>>>
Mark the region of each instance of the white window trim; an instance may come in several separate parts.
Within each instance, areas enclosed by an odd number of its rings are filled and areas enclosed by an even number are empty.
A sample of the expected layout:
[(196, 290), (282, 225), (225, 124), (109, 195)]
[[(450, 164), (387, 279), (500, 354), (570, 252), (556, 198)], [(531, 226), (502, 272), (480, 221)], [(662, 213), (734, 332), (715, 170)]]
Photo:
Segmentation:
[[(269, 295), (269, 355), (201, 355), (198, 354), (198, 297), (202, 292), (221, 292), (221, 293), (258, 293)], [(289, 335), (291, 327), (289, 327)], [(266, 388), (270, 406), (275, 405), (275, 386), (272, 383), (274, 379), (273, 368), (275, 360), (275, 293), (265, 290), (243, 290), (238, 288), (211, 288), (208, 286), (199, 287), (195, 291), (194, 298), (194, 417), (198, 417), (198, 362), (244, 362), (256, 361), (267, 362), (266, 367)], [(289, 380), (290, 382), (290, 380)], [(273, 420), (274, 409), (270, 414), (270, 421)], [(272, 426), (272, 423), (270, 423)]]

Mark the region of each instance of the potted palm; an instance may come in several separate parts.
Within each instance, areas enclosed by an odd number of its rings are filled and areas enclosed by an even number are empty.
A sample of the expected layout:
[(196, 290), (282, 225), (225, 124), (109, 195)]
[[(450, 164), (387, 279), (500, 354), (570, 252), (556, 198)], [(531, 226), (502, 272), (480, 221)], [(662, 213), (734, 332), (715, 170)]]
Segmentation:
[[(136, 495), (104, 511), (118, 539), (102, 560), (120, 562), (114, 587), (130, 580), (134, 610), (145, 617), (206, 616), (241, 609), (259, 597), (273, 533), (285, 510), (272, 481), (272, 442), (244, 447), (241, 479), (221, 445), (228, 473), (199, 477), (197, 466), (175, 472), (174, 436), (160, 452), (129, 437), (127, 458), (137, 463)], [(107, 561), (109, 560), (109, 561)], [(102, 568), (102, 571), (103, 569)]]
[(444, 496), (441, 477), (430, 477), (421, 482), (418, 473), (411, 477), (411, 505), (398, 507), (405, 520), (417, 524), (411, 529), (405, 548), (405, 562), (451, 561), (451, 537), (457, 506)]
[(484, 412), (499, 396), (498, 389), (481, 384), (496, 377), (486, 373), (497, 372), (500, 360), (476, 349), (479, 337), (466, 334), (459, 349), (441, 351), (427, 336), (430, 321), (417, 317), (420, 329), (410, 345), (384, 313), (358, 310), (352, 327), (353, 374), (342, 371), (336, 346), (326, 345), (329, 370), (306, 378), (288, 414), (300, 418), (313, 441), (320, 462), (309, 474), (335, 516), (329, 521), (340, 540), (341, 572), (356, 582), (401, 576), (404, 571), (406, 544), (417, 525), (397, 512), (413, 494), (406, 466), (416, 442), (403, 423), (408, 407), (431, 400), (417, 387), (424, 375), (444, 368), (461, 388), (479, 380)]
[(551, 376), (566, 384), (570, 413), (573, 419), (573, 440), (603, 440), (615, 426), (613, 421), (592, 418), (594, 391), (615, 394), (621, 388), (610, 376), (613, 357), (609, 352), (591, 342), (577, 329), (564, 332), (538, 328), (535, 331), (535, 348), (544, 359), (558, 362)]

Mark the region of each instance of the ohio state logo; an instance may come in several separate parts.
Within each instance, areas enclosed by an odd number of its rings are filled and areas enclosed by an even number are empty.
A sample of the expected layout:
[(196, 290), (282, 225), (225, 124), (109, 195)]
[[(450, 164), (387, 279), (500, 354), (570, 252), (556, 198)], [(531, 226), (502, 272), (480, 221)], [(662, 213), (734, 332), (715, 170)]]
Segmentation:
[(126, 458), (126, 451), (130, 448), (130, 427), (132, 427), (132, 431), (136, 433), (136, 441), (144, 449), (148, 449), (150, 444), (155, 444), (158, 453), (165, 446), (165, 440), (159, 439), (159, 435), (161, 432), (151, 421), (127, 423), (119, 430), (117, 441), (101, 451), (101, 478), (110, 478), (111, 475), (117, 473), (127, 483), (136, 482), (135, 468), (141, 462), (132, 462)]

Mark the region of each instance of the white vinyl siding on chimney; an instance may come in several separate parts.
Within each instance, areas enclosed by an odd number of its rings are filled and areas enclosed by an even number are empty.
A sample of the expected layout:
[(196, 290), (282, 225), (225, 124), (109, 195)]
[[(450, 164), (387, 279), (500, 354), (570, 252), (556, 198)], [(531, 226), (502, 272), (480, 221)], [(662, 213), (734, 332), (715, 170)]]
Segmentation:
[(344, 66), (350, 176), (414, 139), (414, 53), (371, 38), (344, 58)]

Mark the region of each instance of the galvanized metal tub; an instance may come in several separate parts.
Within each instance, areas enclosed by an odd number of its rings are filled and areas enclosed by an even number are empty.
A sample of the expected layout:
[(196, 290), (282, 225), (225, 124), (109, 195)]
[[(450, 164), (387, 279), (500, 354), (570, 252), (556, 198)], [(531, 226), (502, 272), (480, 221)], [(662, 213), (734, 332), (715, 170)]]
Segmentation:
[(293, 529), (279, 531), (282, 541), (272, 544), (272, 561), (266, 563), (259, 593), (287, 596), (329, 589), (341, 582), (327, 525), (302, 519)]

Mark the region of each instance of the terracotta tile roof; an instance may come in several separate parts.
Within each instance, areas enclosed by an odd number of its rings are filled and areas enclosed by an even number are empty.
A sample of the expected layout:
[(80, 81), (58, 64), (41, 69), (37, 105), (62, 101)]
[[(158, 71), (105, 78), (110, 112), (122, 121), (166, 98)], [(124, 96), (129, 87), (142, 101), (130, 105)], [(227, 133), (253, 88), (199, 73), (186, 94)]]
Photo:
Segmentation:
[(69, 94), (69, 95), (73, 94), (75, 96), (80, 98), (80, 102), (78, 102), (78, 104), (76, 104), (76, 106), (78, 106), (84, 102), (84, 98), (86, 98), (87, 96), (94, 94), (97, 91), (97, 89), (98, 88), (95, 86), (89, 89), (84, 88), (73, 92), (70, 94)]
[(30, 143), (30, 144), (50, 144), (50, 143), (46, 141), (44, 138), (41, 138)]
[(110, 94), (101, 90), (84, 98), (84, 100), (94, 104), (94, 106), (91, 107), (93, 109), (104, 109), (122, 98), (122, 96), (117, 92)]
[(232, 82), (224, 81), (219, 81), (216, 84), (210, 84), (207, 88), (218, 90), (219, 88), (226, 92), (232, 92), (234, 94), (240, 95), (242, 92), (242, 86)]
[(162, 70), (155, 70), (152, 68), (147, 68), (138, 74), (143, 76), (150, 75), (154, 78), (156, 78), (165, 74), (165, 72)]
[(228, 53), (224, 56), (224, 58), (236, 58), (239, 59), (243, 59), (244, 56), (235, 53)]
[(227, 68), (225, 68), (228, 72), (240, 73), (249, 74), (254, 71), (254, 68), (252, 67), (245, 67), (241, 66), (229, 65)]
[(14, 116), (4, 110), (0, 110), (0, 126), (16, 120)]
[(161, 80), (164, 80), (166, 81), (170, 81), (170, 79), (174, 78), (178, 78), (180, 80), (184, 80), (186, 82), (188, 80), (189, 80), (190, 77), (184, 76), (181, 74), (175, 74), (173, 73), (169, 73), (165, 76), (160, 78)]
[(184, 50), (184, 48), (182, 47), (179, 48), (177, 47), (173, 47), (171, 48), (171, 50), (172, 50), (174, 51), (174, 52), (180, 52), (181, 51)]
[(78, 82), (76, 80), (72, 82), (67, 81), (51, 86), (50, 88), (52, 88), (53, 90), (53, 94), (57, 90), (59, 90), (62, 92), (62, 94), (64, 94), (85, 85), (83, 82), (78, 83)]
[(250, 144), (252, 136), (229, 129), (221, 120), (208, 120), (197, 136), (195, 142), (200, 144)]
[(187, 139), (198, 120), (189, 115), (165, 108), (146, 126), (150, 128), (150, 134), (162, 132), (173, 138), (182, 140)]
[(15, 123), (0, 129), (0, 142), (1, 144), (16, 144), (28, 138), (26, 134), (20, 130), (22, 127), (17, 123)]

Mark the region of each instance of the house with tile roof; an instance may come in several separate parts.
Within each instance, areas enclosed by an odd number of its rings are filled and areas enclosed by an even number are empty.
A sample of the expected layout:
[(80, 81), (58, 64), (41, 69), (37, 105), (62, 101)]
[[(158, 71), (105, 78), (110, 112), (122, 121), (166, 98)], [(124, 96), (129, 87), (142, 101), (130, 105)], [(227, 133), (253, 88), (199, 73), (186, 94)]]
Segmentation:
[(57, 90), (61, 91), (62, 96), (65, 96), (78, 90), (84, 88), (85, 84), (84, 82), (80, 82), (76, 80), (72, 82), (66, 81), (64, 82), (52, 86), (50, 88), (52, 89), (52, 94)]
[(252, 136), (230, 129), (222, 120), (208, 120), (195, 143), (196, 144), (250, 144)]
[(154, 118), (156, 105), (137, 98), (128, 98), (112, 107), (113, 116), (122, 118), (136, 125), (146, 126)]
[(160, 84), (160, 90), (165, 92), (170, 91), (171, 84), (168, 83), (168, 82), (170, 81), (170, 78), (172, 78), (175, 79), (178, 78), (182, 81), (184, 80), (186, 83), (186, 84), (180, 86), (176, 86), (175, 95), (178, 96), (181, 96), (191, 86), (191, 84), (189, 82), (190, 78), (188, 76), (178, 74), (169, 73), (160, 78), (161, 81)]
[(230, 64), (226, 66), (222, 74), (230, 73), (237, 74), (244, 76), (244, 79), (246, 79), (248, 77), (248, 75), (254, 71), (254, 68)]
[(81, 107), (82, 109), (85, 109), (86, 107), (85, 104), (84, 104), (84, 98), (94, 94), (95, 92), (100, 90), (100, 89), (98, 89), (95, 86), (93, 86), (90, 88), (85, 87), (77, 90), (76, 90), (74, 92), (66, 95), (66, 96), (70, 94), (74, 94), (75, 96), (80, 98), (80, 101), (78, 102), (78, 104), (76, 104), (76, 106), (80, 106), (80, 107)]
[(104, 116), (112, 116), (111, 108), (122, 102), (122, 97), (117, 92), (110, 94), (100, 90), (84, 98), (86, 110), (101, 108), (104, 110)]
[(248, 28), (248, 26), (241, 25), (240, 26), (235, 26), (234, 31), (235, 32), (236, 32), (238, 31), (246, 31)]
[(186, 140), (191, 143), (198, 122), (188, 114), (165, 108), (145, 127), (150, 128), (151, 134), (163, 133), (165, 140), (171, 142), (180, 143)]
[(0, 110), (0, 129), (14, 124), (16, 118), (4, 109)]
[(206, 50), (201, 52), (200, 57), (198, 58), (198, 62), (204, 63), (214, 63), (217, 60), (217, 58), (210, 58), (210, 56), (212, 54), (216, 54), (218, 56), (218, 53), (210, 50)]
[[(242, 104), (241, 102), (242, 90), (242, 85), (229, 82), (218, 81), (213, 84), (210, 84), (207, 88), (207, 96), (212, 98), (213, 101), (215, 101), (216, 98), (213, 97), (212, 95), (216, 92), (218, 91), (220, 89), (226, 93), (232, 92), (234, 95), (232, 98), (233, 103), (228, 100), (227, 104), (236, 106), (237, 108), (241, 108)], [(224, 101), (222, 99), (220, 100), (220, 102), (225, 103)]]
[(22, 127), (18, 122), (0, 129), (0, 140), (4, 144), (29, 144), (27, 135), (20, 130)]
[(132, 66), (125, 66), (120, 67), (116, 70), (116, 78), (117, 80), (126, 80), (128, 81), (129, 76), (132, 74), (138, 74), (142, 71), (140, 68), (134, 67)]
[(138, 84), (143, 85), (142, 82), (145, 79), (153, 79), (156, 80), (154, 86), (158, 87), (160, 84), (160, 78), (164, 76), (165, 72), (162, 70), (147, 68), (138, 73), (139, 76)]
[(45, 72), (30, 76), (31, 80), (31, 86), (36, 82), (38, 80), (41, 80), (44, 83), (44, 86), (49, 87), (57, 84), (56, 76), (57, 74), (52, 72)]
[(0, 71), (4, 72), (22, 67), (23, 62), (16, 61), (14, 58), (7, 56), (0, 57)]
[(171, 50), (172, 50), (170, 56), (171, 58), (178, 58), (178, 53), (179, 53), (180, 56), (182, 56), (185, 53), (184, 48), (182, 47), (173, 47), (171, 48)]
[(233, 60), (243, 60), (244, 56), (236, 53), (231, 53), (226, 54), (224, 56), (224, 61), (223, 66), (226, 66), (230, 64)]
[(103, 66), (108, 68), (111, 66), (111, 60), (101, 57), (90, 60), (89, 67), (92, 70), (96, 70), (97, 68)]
<<<
**TASK REQUIREMENTS:**
Reproduce the rows from the line with "Mark the region of each instance of the white vinyl" to the line with "38), (344, 58)]", switching "vinyl siding" to "aluminum siding" and leaving everything else unchanged.

**RESPONSE TO THIS TASK:**
Mark the region of each instance of the white aluminum siding on chimney; an instance may come in several separate parts.
Within each instance, areas enclosed by an odd number of its rings are filled and areas enclosed by an even number are empty.
A sample of the expected layout:
[(196, 290), (282, 225), (225, 124), (109, 195)]
[[(450, 164), (387, 279), (500, 354), (570, 252), (556, 198)], [(531, 226), (502, 272), (480, 221)], [(662, 213), (734, 332), (715, 170)]]
Segmentation:
[(344, 66), (350, 176), (414, 139), (414, 53), (371, 38), (344, 58)]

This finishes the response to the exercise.